■ **Description of the task**
Output each line of the listing as a string in a JSON list, one string per line and no blank lines.

(Records in a dataset)
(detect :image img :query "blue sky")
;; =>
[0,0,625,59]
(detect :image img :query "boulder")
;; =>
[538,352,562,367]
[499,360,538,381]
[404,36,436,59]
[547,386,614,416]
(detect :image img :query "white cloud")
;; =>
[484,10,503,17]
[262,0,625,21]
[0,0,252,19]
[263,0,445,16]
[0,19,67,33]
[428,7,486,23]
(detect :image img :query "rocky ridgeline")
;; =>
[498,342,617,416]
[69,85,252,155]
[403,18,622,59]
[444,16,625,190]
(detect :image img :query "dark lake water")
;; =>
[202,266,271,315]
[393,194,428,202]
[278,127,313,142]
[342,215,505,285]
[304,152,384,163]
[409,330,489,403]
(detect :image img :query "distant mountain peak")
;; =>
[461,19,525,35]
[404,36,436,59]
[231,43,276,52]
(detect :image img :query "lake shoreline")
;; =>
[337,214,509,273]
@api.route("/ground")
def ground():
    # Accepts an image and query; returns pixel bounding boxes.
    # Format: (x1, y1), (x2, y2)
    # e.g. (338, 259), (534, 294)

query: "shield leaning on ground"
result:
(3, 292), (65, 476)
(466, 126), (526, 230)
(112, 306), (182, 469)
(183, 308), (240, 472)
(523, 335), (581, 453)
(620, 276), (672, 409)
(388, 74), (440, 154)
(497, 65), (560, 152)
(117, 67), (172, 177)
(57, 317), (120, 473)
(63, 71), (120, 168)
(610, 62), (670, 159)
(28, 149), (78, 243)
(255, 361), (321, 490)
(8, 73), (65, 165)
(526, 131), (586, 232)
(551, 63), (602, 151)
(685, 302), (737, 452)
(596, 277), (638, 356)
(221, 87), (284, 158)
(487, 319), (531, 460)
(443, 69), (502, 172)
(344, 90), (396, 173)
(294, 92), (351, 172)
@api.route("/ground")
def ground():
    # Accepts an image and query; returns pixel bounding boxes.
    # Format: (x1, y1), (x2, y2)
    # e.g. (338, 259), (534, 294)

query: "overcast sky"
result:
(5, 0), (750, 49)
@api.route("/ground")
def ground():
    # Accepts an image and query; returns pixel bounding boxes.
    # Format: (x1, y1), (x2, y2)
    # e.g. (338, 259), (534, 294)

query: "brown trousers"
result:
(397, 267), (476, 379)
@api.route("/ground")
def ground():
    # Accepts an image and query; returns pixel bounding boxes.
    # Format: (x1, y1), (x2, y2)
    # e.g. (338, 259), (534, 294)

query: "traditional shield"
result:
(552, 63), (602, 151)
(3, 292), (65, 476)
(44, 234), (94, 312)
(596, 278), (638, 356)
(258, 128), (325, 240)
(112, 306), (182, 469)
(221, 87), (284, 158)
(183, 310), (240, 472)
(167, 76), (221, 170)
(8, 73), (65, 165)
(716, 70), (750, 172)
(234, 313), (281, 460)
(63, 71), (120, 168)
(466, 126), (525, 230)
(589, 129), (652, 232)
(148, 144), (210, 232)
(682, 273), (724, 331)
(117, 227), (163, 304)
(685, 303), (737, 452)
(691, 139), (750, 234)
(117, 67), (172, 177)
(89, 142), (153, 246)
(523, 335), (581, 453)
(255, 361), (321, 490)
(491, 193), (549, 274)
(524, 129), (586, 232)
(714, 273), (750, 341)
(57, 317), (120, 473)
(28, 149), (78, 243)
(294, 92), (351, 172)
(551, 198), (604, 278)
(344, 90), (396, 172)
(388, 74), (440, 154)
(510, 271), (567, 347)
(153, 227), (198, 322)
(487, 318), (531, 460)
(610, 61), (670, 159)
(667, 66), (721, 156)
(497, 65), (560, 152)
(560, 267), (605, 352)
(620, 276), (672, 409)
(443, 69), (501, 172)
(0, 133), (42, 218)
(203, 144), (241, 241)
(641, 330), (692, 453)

■ **Task solution**
[
  "(detect :image img :query \"blue sky\")",
  ";; =>",
  "[0,0,625,59]",
  "(detect :image img :query \"boulder\")",
  ";; =>",
  "[538,352,562,367]",
  "[499,360,538,381]",
  "[404,36,436,59]",
  "[547,386,614,416]",
  "(detect :image img :query \"white cloud\")",
  ";; =>",
  "[484,10,503,17]",
  "[262,0,625,21]",
  "[0,0,252,19]",
  "[263,0,445,16]",
  "[0,19,67,33]",
  "[428,7,486,23]",
  "(detect :image img :query \"rocky ridgeline\")",
  ";; =>",
  "[498,342,617,416]",
  "[69,85,252,155]",
  "[403,18,622,59]",
  "[444,16,625,190]",
  "(detect :image img :query \"dark lake water\")",
  ";; =>",
  "[202,266,271,315]",
  "[393,194,428,202]",
  "[278,127,313,142]",
  "[342,215,505,285]",
  "[304,152,384,163]",
  "[409,330,489,403]",
  "(detect :image img :query \"distant mountain peak\")",
  ";; =>",
  "[461,19,525,35]",
  "[404,36,436,59]",
  "[231,43,276,52]",
  "(detect :image img :query \"lake shoreline\")",
  ";; =>",
  "[337,214,509,273]",
  "@api.route(\"/ground\")",
  "def ground():",
  "    # Accepts an image and query; returns pixel bounding boxes.",
  "    # Format: (x1, y1), (x2, y2)",
  "    # e.g. (338, 259), (534, 294)",
  "query: \"shield leaning on ground\"",
  "result:",
  "(3, 292), (65, 476)",
  "(466, 126), (526, 230)",
  "(112, 306), (182, 469)",
  "(183, 308), (240, 472)",
  "(523, 335), (581, 453)",
  "(620, 276), (672, 409)",
  "(388, 74), (440, 154)",
  "(497, 65), (560, 152)",
  "(117, 67), (172, 177)",
  "(57, 317), (120, 473)",
  "(63, 71), (120, 168)",
  "(610, 62), (670, 159)",
  "(28, 149), (78, 243)",
  "(255, 361), (321, 490)",
  "(8, 73), (65, 165)",
  "(526, 131), (586, 232)",
  "(551, 63), (602, 151)",
  "(685, 302), (737, 452)",
  "(596, 277), (638, 356)",
  "(221, 87), (284, 158)",
  "(487, 319), (531, 460)",
  "(443, 69), (502, 172)",
  "(344, 90), (396, 173)",
  "(294, 92), (351, 172)",
  "@api.route(\"/ground\")",
  "def ground():",
  "    # Accepts an image and query; returns pixel bounding boxes.",
  "    # Format: (x1, y1), (x2, y2)",
  "    # e.g. (338, 259), (534, 294)",
  "query: \"overcast sky\"",
  "result:",
  "(5, 0), (750, 49)",
  "@api.route(\"/ground\")",
  "def ground():",
  "    # Accepts an image and query; returns pixel bounding boxes.",
  "    # Format: (x1, y1), (x2, y2)",
  "    # e.g. (338, 259), (534, 294)",
  "query: \"brown trousers\"",
  "result:",
  "(397, 267), (476, 379)",
  "@api.route(\"/ground\")",
  "def ground():",
  "    # Accepts an image and query; returns pixel bounding boxes.",
  "    # Format: (x1, y1), (x2, y2)",
  "    # e.g. (338, 259), (534, 294)",
  "query: \"traditional shield\"",
  "result:",
  "(552, 63), (602, 151)",
  "(3, 292), (65, 476)",
  "(44, 234), (94, 312)",
  "(596, 278), (638, 356)",
  "(258, 128), (325, 240)",
  "(112, 306), (182, 469)",
  "(221, 87), (284, 158)",
  "(183, 310), (240, 472)",
  "(167, 76), (221, 170)",
  "(8, 73), (65, 165)",
  "(716, 70), (750, 172)",
  "(234, 313), (281, 460)",
  "(63, 71), (120, 168)",
  "(466, 126), (525, 230)",
  "(589, 129), (652, 232)",
  "(148, 144), (210, 232)",
  "(682, 273), (724, 331)",
  "(117, 227), (163, 304)",
  "(685, 303), (737, 452)",
  "(691, 139), (750, 234)",
  "(117, 67), (172, 177)",
  "(89, 142), (153, 246)",
  "(523, 335), (581, 453)",
  "(255, 361), (321, 490)",
  "(491, 193), (549, 274)",
  "(524, 129), (586, 232)",
  "(714, 273), (750, 341)",
  "(57, 317), (120, 473)",
  "(28, 149), (78, 243)",
  "(294, 92), (351, 172)",
  "(551, 198), (604, 278)",
  "(344, 90), (396, 172)",
  "(388, 74), (440, 154)",
  "(510, 271), (567, 347)",
  "(153, 227), (198, 322)",
  "(487, 318), (531, 460)",
  "(610, 61), (670, 159)",
  "(667, 66), (721, 156)",
  "(497, 65), (560, 152)",
  "(560, 267), (605, 352)",
  "(620, 276), (672, 409)",
  "(443, 69), (501, 172)",
  "(0, 133), (42, 218)",
  "(203, 144), (241, 241)",
  "(641, 330), (692, 453)"
]